About this exercise
Reproduce the entries exactly. Omit none of them.

Information given
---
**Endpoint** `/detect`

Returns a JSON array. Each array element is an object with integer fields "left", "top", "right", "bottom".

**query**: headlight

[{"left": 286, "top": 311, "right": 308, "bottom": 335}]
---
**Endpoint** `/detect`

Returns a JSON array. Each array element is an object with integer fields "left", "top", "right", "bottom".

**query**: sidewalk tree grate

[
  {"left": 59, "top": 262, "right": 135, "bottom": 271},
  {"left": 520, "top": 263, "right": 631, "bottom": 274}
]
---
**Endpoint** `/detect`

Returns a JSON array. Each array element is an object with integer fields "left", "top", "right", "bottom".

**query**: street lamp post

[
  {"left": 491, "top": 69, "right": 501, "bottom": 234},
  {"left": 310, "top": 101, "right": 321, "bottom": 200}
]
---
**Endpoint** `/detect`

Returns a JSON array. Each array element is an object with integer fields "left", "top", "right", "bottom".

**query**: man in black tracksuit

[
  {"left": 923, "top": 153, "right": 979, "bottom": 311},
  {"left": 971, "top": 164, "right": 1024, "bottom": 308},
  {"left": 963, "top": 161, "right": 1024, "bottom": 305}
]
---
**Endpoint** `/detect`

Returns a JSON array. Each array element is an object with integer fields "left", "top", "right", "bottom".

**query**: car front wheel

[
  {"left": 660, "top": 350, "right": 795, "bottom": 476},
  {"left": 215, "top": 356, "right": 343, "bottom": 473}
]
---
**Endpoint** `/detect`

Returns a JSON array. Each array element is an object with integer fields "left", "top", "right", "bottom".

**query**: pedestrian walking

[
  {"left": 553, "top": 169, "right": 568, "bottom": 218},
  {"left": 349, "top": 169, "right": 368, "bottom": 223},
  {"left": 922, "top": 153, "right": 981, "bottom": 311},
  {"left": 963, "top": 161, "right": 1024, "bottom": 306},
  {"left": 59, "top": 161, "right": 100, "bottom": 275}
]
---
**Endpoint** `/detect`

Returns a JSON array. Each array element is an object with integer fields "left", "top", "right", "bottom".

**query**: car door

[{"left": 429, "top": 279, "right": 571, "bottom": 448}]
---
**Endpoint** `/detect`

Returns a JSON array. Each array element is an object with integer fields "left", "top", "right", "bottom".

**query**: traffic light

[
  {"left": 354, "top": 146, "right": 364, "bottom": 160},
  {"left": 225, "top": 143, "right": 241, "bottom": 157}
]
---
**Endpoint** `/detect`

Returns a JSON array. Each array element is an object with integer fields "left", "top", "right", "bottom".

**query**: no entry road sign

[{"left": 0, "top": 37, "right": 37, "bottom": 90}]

Written response
---
**Endpoint** `/detect`

Returns a JSON array. Each array element is an object with integer fields "left", "top", "right", "bottom".

**query**: headlight

[{"left": 286, "top": 311, "right": 308, "bottom": 335}]
---
**Endpoint** `/detect`

Returns a JSON array. Each array element is an object with integer fields "left", "top", "right", "bottom".

**query**: sidewalk tree grate

[
  {"left": 59, "top": 262, "right": 135, "bottom": 271},
  {"left": 520, "top": 263, "right": 631, "bottom": 274}
]
---
**Endpoint** `/detect`

Returns a JSON array. Each array element is an object with integer fields "left", "top", "right", "bottom".

**query**: street lamp post

[
  {"left": 491, "top": 69, "right": 501, "bottom": 234},
  {"left": 310, "top": 101, "right": 321, "bottom": 200}
]
---
**Endpoint** `/detect`

Returns a JSON array. Each array element is an object with integer fields "left", "top", "right", "bottom".

**query**: man in black tracksuit

[
  {"left": 923, "top": 153, "right": 979, "bottom": 311},
  {"left": 971, "top": 164, "right": 1024, "bottom": 308},
  {"left": 963, "top": 161, "right": 1024, "bottom": 305}
]
---
**Endpoint** `/detect`

Returns a JSON array. Each array element is an object with integer fields "left", "top", "right", "bottom".

**query**: car front wheel

[
  {"left": 660, "top": 350, "right": 795, "bottom": 476},
  {"left": 215, "top": 356, "right": 343, "bottom": 473}
]
---
**Endpoint** `/detect`

Returns a JSON array. Each array element is an object with integer fields "left", "top", "right", "bottom".

**query**: pedestrian walking

[
  {"left": 553, "top": 169, "right": 568, "bottom": 218},
  {"left": 349, "top": 169, "right": 368, "bottom": 223},
  {"left": 922, "top": 153, "right": 981, "bottom": 311},
  {"left": 963, "top": 161, "right": 1024, "bottom": 306},
  {"left": 59, "top": 161, "right": 100, "bottom": 275}
]
---
**Endpoint** `/detect`

Returns a JSON array. Each array element is an object with integer fields "left", "top", "right", "bottom".

**query**: car door

[{"left": 429, "top": 279, "right": 571, "bottom": 448}]
---
**Endpoint** `/detect`

Returns a JSON array. Each array element is an object with integer fields "left", "top", "right", "bottom".

**query**: traffic light

[
  {"left": 354, "top": 146, "right": 364, "bottom": 160},
  {"left": 225, "top": 143, "right": 241, "bottom": 157}
]
---
**Endpoint** `/detect`

Returns a JSON array. Each array element is an object with integer fields "left", "top", "right", "bottom".

**query**: no entry road sign

[{"left": 0, "top": 37, "right": 37, "bottom": 90}]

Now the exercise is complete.